Don Sunden

by Siri Stevens
Don Sunden

Growing up in Ft. Madison, Iowa, Don Sunden wanted to be a cowboy. “We rode horses on my grandpa’s farm; took the buggy to town for groceries, and did all the plowing with horses. We picked all the corn by hand. I lived in the best time period in the world. I’ve seen the horse and buggy and the airplane.” His hometown, Ft. Madison, was the drop off for all the stock going to Madison Square Garden rodeo, hauled in by rail. “I’d go down to the stockyards when I was six until I got out of school. We’d ride the hay wagon and help them feed the stock.” All the western stars would come through – Roy Rogers and Gene Autry – they had their horses there and Don remembers talking to them. Don went into the tool and dye making trade after high school and continued in that trade until he retired. “I did it in high school and then went to a factory and got an apprenticeship. I worked in one factory, then went to a machine shop where we built everything. I was the supervisor there for 16 years and moved around as a supervisor for years.”
He met his wife in Ft. Madison in 1964, the same year he started with the IPRA as a bull rider and a judge. “We met in Pizza Hut and three months later we got married. She rode barrel horses. I never went to a rodeo in my life that she wasn’t there. She went to every one – She ran barrels up until 1970.” They have one daughter, Sherry. Ron started judging in 1964. He likes the IPRA. “It’s a working man’s deal, so most rodeos are on the weekends. I lived 20 miles from H-C Rodeo company, Tonch Hartsell owned it, and we’d go up there and I’d buck out his young bulls for him. I did all my practicing at his place. When I was well I could ride bulls, but when I got hurt, I’d judge.”

◆ RECORDS PROVIDED
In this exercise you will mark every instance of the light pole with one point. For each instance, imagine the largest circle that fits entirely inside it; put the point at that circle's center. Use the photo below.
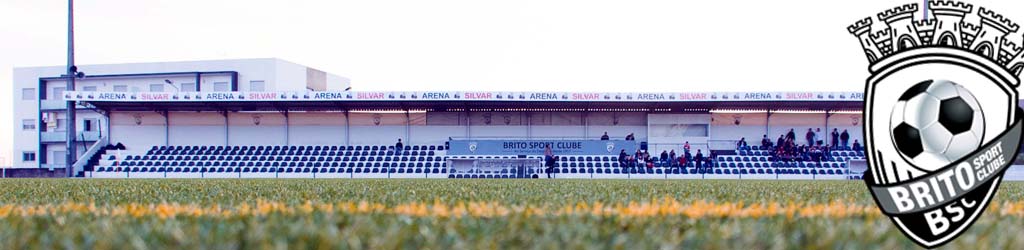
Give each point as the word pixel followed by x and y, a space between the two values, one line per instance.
pixel 72 70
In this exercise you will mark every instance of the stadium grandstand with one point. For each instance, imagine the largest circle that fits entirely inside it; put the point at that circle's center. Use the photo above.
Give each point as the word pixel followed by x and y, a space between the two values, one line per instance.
pixel 273 119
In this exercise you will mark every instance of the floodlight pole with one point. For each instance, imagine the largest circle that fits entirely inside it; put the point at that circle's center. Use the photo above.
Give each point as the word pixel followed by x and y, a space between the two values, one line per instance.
pixel 72 155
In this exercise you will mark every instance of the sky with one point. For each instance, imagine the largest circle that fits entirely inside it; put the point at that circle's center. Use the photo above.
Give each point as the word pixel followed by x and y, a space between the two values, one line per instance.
pixel 522 45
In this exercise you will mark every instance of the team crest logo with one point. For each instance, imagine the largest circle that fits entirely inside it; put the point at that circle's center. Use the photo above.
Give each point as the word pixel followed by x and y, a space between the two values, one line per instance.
pixel 941 120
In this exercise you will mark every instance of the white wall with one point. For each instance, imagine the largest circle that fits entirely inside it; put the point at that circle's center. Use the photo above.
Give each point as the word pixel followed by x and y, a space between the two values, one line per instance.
pixel 152 133
pixel 435 134
pixel 138 130
pixel 381 135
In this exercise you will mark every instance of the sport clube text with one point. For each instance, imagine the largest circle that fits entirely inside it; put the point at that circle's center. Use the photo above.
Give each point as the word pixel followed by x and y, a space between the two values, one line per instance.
pixel 927 193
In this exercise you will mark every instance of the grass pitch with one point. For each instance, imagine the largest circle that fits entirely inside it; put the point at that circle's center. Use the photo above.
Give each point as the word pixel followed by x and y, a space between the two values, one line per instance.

◆ YOUR OBJECTIVE
According to the profile of Don Sunden, where did he meet his wife? The items aren't needed for this.

◆ SOLUTION FOR THIS PROBLEM
At a Pizza Hut in Ft. Madison, Iowa, in 1964.